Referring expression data
# # # # # # #

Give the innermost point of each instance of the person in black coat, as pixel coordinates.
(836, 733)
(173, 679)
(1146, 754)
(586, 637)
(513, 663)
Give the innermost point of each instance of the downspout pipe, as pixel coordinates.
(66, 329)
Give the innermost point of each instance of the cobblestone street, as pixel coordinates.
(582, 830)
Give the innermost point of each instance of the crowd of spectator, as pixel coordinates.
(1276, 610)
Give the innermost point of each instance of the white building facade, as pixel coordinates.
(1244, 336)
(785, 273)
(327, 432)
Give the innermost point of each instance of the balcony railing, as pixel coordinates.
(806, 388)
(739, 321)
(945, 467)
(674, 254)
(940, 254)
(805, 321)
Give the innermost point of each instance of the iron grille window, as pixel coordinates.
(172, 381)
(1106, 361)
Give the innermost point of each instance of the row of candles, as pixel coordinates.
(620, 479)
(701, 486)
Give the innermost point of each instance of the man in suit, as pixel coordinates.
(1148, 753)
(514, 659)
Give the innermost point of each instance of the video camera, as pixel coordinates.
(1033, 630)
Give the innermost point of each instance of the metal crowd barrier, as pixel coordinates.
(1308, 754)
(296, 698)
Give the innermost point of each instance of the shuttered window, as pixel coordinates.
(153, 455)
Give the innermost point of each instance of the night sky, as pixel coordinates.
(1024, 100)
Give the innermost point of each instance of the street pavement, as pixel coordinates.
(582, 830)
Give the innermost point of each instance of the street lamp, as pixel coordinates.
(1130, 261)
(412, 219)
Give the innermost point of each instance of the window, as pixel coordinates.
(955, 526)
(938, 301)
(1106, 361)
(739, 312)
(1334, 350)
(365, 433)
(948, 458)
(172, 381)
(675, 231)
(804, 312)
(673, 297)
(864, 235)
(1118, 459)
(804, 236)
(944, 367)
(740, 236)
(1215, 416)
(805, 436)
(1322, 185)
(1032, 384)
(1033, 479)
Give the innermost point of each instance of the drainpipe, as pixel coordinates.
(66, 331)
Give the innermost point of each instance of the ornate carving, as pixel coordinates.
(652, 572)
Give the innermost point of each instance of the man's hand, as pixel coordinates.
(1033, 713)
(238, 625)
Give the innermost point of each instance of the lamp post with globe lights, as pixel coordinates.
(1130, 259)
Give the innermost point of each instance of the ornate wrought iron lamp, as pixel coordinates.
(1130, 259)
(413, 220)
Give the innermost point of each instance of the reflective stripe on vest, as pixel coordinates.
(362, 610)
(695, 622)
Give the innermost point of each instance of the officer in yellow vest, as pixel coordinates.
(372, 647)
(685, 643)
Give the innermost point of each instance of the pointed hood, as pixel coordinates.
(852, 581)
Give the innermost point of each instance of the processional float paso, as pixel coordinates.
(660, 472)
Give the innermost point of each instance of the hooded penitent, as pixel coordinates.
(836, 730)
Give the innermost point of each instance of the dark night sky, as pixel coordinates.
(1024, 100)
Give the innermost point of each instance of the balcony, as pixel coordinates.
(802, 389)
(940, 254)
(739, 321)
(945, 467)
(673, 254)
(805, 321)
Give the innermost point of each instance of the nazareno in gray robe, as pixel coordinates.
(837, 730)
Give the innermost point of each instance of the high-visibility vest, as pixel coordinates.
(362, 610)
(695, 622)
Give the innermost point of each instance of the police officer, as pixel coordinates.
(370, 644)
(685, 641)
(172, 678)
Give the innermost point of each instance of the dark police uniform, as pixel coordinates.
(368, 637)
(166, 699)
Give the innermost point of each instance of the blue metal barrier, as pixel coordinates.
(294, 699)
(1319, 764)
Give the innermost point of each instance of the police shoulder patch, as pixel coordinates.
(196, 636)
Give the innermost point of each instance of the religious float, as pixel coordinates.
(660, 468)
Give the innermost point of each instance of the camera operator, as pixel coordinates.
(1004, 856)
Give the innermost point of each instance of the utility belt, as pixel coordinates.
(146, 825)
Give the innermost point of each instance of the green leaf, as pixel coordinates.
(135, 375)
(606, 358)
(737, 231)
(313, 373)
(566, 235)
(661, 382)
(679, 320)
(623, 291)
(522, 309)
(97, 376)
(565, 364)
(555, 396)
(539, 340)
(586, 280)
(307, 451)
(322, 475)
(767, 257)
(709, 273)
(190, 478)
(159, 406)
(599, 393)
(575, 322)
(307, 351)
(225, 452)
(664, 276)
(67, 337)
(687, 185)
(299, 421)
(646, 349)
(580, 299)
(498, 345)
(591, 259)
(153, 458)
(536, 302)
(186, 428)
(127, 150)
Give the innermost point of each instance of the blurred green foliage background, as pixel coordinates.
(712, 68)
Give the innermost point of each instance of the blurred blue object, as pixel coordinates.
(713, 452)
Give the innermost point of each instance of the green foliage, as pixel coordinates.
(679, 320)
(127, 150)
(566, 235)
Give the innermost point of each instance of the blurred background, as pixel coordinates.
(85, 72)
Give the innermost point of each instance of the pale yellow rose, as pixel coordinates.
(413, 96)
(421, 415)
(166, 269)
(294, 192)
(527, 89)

# # # # # # #

_Problem_
Each record above has to be set down again, word for word.

_Output below_
Give the innermost point of each instance of the person in black coat, as pixel coordinates.
(836, 733)
(173, 679)
(1146, 754)
(586, 637)
(513, 663)
Give the innermost point of each instance of the downspout pipe, as pixel coordinates.
(66, 329)
Give the innermost point of each instance of the cobblestone street, as pixel coordinates.
(582, 830)
Give the innermost point of each instance of the crowd of spectator, as pixel coordinates.
(1276, 610)
Give the innermost point of each instance of the white building facade, as pixel coordinates.
(1244, 336)
(785, 273)
(327, 432)
Give the innermost point of each instance of the balcony railing, as pixel coordinates.
(806, 388)
(739, 321)
(945, 467)
(674, 254)
(940, 254)
(805, 321)
Give the innermost point of each instance of the iron grille window, as pixel coordinates.
(172, 381)
(1106, 361)
Give the innermost point of each instance of the row of candles, as pixel coordinates.
(620, 479)
(701, 486)
Give the innermost point of each instance of the man in suit, as pixel coordinates.
(1148, 753)
(514, 659)
Give the innermost point of each instance of the video camera, as pixel coordinates.
(1033, 630)
Give the innermost point of each instance of the metal crowd barrier, as pixel coordinates.
(1308, 754)
(296, 698)
Give the innermost point of each instance of the shuttered window, as pixel coordinates.
(153, 455)
Give the innermost point of each instance of the night sky, as pixel coordinates.
(1024, 100)
Give the innermost point of each instance of the street pavement, as pixel coordinates.
(582, 830)
Give the innermost point of each instance of the street lamp, as pixel coordinates.
(1130, 261)
(412, 219)
Give the innermost point of each instance of the window, as pixel coordinates.
(955, 526)
(938, 301)
(1106, 361)
(739, 312)
(1334, 350)
(365, 433)
(948, 458)
(172, 381)
(675, 231)
(804, 312)
(673, 297)
(864, 235)
(1118, 459)
(804, 236)
(944, 367)
(740, 236)
(1215, 416)
(805, 436)
(1322, 185)
(1032, 384)
(1033, 479)
Give the innermost point of each instance of the drainpipe, as pixel coordinates.
(66, 331)
Give the innermost point of each instance of the ornate carving, as pixel coordinates.
(652, 572)
Give the innermost point of each instance of the man's hand, as pixel coordinates.
(1033, 713)
(238, 625)
Give the innermost point of each instance of the lamp post with globe lights, as pixel coordinates.
(1130, 259)
Give the innermost point of each instance of the ornate wrought iron lamp, as pixel coordinates.
(1130, 259)
(413, 220)
Give the innermost point of each instance of the reflective stripe on vest, as pixel coordinates.
(362, 610)
(695, 622)
Give the innermost point of each instance of the officer in yellow vest, as pixel coordinates.
(372, 647)
(685, 643)
Give the innermost point of each instance of the pointed hood, as pixel coordinates.
(852, 581)
Give the innermost point of each instance of the processional float paso, as pixel coordinates.
(660, 472)
Give the innermost point of each instance of the hooded penitent, as pixel coordinates.
(836, 730)
Give the innermost point of each instance of the dark night sky, as pixel coordinates.
(1024, 100)
Give the innermost point of each instance of the balcony, as pixel coordinates.
(802, 389)
(940, 254)
(739, 321)
(945, 467)
(673, 254)
(805, 321)
Give the innermost point of each instance of the nazareno in gray robe, as pixel coordinates.
(837, 730)
Give the innermost point of each instance of the high-visibility vest, as pixel coordinates.
(362, 610)
(695, 622)
Give the innermost point of each instance of the police officer, as pixel coordinates.
(370, 644)
(685, 641)
(172, 678)
Give the innermost point of each instance of the dark police uniform, as pixel coordinates.
(368, 637)
(166, 699)
Give the innermost point of each instance of the blue metal barrier, as pixel coordinates.
(294, 699)
(1319, 764)
Give the innermost point of each instance of the police shoulder patch, as pixel coordinates.
(196, 636)
Give the innermost point of each instance of the religious float, as pixel coordinates.
(660, 468)
Give the innermost point of each instance of the camera operator, as pixel coordinates.
(1004, 856)
Give the innermost point of each instance of the utility belt, as pixel coordinates.
(146, 825)
Give the innermost point of each instance of the green leaf, as pixel coordinates.
(135, 375)
(606, 358)
(737, 231)
(313, 373)
(566, 235)
(661, 382)
(679, 320)
(623, 291)
(522, 309)
(97, 376)
(565, 364)
(555, 396)
(539, 340)
(586, 280)
(307, 451)
(322, 475)
(767, 257)
(709, 273)
(190, 478)
(159, 406)
(599, 393)
(575, 322)
(307, 351)
(225, 452)
(664, 276)
(67, 337)
(687, 185)
(299, 421)
(646, 349)
(580, 299)
(498, 345)
(591, 259)
(153, 458)
(536, 302)
(186, 428)
(127, 150)
Give the innermost point of each instance of the blurred green foliage background, as pixel coordinates.
(712, 68)
Give the innermost point of each instance of the blurred blue object, as pixel coordinates.
(713, 452)
Give the innermost point of each instance of the green foliage, as pixel coordinates.
(679, 320)
(127, 150)
(566, 235)
Give the innermost point of each instance of the blurred background, as pixel coordinates.
(85, 72)
Give the innermost point of each instance of the pale yellow rose, as pixel coordinates.
(413, 96)
(421, 415)
(166, 269)
(294, 192)
(527, 89)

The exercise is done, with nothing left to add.